Introduction

When it comes to cloud databases, Amazon Web Services (AWS) provides two widely used options: AWS RDS and AWS Aurora. Both services are highly capable, offering a rich set of features and the ability to scale with your business needs. However, choosing between them can be challenging.

To help you make an informed decision, we’ll compare AWS RDS and AWS Aurora, examining their infrastructure, architecture, features, performance, and more. While AWS Aurora is technically a part of the Amazon RDS family, it offers unique enhancements and optimizations that differentiate it from other RDS database engines. By the end of this article, you’ll have a clearer understanding of which solution best fits your cloud-based data storage requirements.

What is Amazon RDS?

Amazon Relational Database Service (Amazon RDS) offers easy-to-manage, high-performance, and highly scalable solution for setting up, running, and optimizing relational databases in the AWS cloud.

Amazon RDS allows you to deploy and operate a database without the need to configure physical infrastructure or manage software manually.

Amazon RDS provides the flexibility to select, deploy, and scale from up to eight relational database engines of your choice:

• Amazon Aurora (Aurora MySQL-Compatible or Aurora PostgreSQL-Compatible)
• MySQL
• MariaDB
• PostgreSQL
• Oracle (supports deeper OS and database customization with RDS Custom)
• IBM Db2
• Microsoft SQL Server
• Amazon RDS on AWS Outposts (for on-premises deployments)

Overall, Amazon RDS offers numerous advantages, such as:

• Management – Amazon RDS handles critical database administration tasks such as provisioning, patching, and backups, allowing you to focus on core business operations.
• Support for Multiple Database Engines – It supports eight widely used database engines, giving you flexibility where and how you deploy your databases.
• High Availability and Durability – With built-in automated failover and backups, Amazon RDS ensures your data remains accessible even in case of failure.
• Scalability – Amazon RDS enables seamless capacity scaling, making it easy to expand or reduce resources as your business needs evolve.
• Security – Built-in encryption and access control mechanisms help safeguard your data against unauthorized access.
• Automated Backups – Regular backups, including Point-in-Time Recovery, ensure your data can be restored in case of loss.

What is Amazon Aurora?

Amazon Aurora is one of the database engines available within Amazon RDS. However, unlike traditional RDS database engines, Aurora is built as a cloud-native, high-performance, and highly scalable database service that remains fully compatible with MySQL and PostgreSQL.

AWS designed Amazon Aurora to offer significantly enhanced performance, supporting up to three times the number of read replicas (a total of 15) compared to standard RDS, as well as delivering five times the throughput of MySQL and three times that of PostgreSQL.

Below are advantages of Amazon Aurora that you’ll definitely want to know:

• Fully Managed – Just like Amazon RDS, Amazon Aurora is a fully managed relational database service that eliminates the burden of manual tasks such as provisioning, patching, and optimization, allowing you to focus on your core applications while enjoying superior performance and scalability.

DATA RECORDS
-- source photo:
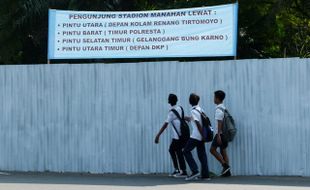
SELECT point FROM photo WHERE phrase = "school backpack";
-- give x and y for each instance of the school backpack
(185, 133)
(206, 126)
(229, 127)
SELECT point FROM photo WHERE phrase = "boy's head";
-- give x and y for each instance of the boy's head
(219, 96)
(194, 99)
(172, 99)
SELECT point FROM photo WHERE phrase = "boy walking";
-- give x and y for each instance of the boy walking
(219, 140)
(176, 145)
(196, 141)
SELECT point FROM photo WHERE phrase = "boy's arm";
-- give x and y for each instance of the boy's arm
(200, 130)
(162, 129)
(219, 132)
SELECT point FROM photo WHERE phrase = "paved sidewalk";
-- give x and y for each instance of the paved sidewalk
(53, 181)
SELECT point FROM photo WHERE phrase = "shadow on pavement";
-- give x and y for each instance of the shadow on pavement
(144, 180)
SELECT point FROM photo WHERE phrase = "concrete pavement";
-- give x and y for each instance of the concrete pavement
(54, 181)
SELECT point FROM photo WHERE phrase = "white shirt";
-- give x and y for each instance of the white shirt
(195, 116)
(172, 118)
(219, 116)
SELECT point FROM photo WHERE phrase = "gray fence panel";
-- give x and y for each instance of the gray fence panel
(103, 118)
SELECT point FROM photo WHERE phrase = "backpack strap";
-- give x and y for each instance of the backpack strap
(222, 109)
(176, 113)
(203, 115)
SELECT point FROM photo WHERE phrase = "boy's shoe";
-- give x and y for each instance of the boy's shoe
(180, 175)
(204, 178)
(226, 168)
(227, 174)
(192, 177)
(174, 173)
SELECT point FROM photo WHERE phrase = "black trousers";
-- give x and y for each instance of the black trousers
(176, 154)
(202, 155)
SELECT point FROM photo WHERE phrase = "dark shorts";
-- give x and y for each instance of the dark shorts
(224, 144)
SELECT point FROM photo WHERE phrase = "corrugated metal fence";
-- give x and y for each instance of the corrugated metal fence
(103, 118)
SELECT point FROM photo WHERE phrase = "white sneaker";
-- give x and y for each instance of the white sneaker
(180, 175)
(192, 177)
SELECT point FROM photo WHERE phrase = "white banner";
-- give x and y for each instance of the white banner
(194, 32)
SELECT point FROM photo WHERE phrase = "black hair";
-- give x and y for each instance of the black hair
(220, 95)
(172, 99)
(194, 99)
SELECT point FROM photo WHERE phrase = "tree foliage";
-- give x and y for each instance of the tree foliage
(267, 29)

---

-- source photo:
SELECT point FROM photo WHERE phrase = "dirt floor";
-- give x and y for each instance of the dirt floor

---

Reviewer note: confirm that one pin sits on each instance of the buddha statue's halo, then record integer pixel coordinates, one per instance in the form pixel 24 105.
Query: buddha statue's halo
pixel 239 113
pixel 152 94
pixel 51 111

WHAT TO DO
Answer these questions from the AWS RDS and Aurora comparison:
1. How many relational database engines does Amazon RDS let you choose from?
2. What total number of read replicas does Amazon Aurora support?
3. Which engine is noted as supporting deeper OS and database customization with RDS Custom?

SOLUTION TO THIS TASK
1. Eight
2. 15
3. Oracle